## 作業内容
以下の資料から、文字列「iron」を含む行をすべて抽出してください。大文字と小文字は区別します。

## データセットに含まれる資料
#####

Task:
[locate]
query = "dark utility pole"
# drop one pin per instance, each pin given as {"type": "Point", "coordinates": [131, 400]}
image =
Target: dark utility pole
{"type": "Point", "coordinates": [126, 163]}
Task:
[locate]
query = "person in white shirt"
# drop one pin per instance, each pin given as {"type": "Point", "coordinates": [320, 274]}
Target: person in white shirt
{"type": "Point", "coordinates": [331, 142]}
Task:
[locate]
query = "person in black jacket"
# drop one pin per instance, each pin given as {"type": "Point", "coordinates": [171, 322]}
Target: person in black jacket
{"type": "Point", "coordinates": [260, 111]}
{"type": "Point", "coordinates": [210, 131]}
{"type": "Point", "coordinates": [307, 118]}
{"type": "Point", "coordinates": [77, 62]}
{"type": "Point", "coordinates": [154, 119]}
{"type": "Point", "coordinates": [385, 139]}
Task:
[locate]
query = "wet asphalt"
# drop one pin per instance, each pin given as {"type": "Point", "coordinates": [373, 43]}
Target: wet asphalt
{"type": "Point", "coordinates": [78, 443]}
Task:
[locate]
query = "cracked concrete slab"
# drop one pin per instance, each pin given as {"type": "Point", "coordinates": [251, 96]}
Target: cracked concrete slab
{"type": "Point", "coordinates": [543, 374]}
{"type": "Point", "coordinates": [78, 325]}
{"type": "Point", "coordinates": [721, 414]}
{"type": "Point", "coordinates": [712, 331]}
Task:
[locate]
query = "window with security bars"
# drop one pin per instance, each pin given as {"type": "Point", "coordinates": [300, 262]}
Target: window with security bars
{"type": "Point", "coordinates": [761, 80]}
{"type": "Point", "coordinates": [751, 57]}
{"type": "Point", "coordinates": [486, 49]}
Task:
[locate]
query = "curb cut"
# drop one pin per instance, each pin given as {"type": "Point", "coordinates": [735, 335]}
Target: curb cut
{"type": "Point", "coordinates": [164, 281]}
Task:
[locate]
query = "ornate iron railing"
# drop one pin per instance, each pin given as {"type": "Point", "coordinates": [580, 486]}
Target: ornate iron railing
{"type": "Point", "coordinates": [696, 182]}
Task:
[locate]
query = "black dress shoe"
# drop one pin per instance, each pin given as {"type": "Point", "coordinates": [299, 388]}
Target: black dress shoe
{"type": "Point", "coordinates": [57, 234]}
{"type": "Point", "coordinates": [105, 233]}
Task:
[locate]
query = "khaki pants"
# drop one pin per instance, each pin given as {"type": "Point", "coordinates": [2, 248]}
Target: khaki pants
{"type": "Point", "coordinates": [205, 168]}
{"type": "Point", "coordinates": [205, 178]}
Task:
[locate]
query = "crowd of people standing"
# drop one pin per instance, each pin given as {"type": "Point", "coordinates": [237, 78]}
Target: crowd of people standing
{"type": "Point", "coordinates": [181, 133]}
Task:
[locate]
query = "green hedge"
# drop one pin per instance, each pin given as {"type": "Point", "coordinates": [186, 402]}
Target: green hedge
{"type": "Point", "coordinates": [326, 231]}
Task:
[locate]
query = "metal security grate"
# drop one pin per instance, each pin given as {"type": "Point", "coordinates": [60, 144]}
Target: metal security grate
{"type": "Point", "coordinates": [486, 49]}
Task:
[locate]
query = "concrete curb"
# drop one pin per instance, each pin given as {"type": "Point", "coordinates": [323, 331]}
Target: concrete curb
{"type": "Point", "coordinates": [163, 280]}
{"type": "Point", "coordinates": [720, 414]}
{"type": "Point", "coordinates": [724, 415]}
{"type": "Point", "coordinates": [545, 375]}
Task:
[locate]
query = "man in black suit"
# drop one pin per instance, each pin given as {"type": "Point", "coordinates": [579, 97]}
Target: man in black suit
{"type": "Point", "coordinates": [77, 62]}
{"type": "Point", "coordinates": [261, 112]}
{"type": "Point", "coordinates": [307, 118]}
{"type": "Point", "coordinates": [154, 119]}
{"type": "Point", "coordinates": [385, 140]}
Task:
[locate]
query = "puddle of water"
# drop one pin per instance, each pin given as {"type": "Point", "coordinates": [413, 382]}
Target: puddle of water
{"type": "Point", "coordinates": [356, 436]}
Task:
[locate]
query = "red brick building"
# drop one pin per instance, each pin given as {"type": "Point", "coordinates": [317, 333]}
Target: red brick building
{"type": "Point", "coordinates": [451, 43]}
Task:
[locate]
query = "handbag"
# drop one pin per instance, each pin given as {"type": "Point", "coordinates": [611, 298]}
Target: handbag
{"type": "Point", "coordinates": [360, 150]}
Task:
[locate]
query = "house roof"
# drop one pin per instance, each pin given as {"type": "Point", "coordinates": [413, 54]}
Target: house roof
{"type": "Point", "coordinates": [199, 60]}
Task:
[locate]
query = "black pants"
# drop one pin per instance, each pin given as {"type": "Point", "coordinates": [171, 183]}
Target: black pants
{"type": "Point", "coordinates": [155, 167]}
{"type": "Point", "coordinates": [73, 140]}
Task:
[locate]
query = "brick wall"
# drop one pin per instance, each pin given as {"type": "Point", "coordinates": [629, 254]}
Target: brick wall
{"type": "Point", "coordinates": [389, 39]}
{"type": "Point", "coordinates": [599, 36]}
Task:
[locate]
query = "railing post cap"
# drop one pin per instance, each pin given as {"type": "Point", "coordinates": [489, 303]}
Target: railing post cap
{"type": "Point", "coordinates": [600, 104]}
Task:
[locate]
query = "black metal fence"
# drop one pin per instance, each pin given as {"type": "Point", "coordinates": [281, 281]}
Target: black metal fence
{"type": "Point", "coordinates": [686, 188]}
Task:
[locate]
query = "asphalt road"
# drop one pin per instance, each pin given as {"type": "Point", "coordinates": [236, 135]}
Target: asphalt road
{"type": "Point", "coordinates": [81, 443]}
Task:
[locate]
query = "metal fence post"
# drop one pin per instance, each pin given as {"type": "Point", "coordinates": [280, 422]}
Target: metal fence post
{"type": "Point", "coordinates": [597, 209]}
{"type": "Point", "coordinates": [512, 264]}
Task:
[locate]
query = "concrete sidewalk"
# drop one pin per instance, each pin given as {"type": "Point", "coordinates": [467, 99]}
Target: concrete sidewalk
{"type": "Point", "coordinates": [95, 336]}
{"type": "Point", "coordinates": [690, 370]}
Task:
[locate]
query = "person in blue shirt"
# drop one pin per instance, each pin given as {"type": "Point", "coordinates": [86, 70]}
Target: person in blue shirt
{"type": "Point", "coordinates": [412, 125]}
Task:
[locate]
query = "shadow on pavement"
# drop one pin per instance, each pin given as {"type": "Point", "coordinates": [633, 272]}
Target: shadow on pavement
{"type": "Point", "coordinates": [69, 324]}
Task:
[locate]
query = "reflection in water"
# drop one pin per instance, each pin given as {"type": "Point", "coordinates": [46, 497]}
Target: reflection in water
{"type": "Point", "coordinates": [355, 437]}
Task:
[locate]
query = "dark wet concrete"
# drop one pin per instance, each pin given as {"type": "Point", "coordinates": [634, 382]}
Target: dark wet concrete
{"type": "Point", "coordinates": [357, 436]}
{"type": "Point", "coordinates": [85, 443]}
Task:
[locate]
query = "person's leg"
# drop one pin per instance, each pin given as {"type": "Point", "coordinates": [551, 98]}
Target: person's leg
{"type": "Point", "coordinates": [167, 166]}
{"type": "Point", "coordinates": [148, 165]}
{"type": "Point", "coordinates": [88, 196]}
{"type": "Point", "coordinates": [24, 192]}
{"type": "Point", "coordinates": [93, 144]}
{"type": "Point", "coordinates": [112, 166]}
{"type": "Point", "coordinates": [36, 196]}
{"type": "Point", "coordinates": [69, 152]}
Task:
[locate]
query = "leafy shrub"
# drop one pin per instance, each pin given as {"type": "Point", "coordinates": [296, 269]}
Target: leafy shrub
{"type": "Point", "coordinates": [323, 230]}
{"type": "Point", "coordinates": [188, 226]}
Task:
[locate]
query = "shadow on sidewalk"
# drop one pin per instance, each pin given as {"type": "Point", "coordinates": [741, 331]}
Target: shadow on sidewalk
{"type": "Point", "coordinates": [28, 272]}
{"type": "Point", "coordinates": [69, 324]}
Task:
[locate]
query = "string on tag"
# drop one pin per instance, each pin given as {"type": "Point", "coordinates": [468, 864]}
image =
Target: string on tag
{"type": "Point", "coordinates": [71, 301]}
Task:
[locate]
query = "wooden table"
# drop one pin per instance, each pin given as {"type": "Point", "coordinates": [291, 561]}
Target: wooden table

#####

## 作業への回答
query = "ornate iron railing"
Target: ornate iron railing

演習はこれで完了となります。